→ What the task requires
Edit the material below so that every "a single point" becomes "one point", and keep everything else the same.

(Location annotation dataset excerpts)
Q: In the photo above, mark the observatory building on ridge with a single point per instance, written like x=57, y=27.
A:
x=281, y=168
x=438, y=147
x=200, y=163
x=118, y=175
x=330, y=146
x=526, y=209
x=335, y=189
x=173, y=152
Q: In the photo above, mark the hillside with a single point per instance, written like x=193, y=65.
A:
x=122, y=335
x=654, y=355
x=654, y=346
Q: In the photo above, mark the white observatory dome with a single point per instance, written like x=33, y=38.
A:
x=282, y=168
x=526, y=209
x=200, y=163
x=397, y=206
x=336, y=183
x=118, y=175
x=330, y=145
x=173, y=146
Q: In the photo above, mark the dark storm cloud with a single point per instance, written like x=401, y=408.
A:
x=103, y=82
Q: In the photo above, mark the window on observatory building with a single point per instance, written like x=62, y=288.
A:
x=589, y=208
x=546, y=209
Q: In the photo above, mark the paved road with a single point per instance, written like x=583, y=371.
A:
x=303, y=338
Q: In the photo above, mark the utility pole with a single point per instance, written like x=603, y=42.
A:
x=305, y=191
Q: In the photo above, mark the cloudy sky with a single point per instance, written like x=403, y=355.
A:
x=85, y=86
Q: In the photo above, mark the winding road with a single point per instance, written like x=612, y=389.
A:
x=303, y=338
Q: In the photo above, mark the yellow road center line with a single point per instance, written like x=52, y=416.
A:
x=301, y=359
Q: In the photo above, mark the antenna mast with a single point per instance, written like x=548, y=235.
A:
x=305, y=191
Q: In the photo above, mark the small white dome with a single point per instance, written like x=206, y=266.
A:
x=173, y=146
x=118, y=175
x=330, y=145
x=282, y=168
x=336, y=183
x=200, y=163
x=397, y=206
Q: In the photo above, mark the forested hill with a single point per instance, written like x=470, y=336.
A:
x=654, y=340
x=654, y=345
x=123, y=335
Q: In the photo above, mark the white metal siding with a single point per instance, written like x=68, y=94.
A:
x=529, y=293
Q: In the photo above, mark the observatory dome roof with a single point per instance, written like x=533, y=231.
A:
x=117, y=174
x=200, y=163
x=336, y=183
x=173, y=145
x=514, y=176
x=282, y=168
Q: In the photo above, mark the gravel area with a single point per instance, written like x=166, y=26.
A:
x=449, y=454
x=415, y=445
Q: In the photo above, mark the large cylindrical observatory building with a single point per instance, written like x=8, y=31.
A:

→ Exercise solution
Q: In the photo above, mark the observatory building on ridge with one point per instance, written like x=57, y=27.
A:
x=281, y=168
x=438, y=147
x=200, y=163
x=118, y=175
x=330, y=146
x=526, y=209
x=335, y=189
x=173, y=152
Q: In the photo above, mark the hillside with one point per instance, written like x=193, y=65.
A:
x=122, y=335
x=654, y=355
x=654, y=346
Q: In the photo above, mark the white observatory dome with one point per instance, written like x=33, y=38.
A:
x=282, y=168
x=526, y=209
x=200, y=163
x=397, y=206
x=336, y=183
x=118, y=175
x=330, y=145
x=173, y=146
Q: In the photo above, mark the dark storm cloud with one point per instance, written like x=401, y=408.
A:
x=103, y=82
Q: In the photo above, mark the window on observatory building with one point per instance, written like x=62, y=288.
A:
x=589, y=208
x=546, y=209
Q: In the photo above, mark the paved road with one point per instance, written like x=583, y=371.
A:
x=303, y=338
Q: In the photo above, mark the utility pole with one point per instance, written like x=603, y=42.
A:
x=305, y=191
Q: In the photo above, mark the cloudy sky with one point per instance, written like x=403, y=355.
A:
x=85, y=86
Q: In the photo above, mark the winding road with one point per instance, written like x=612, y=389.
A:
x=303, y=338
Q: In the photo above, mark the yellow road center line with one point per instance, written like x=52, y=416.
A:
x=301, y=359
Q: In the photo above, mark the antenna mast with one point per instance, written like x=548, y=235.
A:
x=305, y=191
Q: In the photo above, mark the small white dome with one point per instance, written like x=206, y=266.
A:
x=173, y=146
x=118, y=175
x=330, y=145
x=282, y=168
x=336, y=183
x=200, y=163
x=397, y=206
Q: In the photo above, mark the forested hill with one point per instance, written like x=470, y=336.
A:
x=654, y=340
x=654, y=345
x=123, y=335
Q: In the photo above, mark the white metal siding with one point per instance, written like x=68, y=94.
A:
x=529, y=293
Q: In the photo above, mark the observatory dome roof with one point per instance, written like x=533, y=231.
A:
x=117, y=174
x=200, y=163
x=336, y=183
x=173, y=145
x=514, y=176
x=282, y=168
Q: In the photo above, mark the gravel area with one point per instance, written like x=166, y=26.
A:
x=449, y=454
x=415, y=445
Q: In the photo above, mark the large cylindrical observatory building with one point per instance, written like x=8, y=31.
A:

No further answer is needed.